==== Listed entries ====
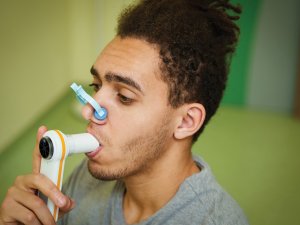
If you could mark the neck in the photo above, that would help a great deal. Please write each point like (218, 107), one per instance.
(149, 191)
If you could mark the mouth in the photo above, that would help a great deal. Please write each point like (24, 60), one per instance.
(93, 154)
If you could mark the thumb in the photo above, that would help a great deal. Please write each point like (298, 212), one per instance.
(36, 157)
(68, 206)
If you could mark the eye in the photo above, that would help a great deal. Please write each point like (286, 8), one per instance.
(125, 100)
(95, 86)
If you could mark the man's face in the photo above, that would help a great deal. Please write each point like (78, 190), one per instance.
(139, 126)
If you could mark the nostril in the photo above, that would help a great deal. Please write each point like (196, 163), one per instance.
(87, 112)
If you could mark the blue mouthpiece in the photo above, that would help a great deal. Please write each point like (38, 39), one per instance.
(100, 113)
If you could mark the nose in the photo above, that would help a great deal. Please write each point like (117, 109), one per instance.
(88, 114)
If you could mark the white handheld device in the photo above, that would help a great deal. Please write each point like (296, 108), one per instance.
(54, 148)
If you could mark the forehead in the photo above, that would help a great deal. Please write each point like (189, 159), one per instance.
(132, 57)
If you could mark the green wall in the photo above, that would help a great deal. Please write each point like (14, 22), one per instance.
(236, 91)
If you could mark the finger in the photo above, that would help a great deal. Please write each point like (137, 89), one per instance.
(36, 160)
(34, 204)
(23, 215)
(40, 182)
(70, 204)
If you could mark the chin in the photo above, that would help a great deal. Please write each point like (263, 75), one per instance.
(101, 173)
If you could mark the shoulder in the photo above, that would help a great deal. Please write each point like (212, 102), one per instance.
(91, 195)
(215, 205)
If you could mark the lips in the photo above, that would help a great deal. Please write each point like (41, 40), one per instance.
(93, 153)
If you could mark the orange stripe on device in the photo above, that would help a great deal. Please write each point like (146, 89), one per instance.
(63, 155)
====
▶ [Task description]:
Output all data exactly, omitting images.

▶ [Response]:
If you could mark the neck in the photo above, that would help a great deal. Please write each point like (218, 107), one per instance.
(149, 191)
If you could mark the mouth in the photo above, that would help a great deal. Please write each point like (24, 60), one per instance.
(93, 154)
If you could mark the thumb in the photo above, that would help a great deal. Please write each point like (298, 212), one per instance.
(36, 157)
(68, 206)
If you could mark the eye in the photo above, that would help a great deal. Please write each point like (286, 8), one per instance.
(125, 100)
(95, 86)
If you could mark the man's face in the photo above, that would help a great deal. Please write each point like (78, 190), one per instance.
(139, 126)
If you could mark the nostril in the photo above, that would help a great deal. Please write each point like (196, 163), one per instance.
(87, 112)
If you could mark the blue mouthpiece in the photo above, that would help a great deal. Please write each point like (38, 39), one per instance.
(100, 113)
If you could mark the nose in the photo above, that would help a great deal. Please write each point like (117, 109), one per instance.
(88, 114)
If you could mark the white handheld device in the photo above, that would help a great deal. Please write each point like (296, 108), one per instance.
(54, 148)
If you could mark the forehead in the photo above, that would help a great deal. Please write each point like (189, 159), one per instance.
(132, 57)
If you could mark the green wall in the photo above, that would help a great deal. Please write each point like (14, 22), one per instance.
(236, 91)
If you could mark the finger in the photo above, that would help a great deal. Please write each point like (137, 89), one per instance.
(36, 160)
(34, 204)
(23, 215)
(40, 182)
(70, 204)
If you could mark the chin in the photo above, that would help a great deal. Please write each point like (263, 75), one per instance.
(101, 173)
If you could mark the shoulder in the photo above, that would help a great deal. Please write each point like (212, 102), one per instance.
(91, 195)
(215, 205)
If you could mark the lips in the photo above, that would help a great deal. Please write each point like (41, 40), one per instance.
(93, 153)
If you could mark the orange stripe on device in the photo above, that would help a great deal. Please write each point like (146, 89), one per instance.
(63, 155)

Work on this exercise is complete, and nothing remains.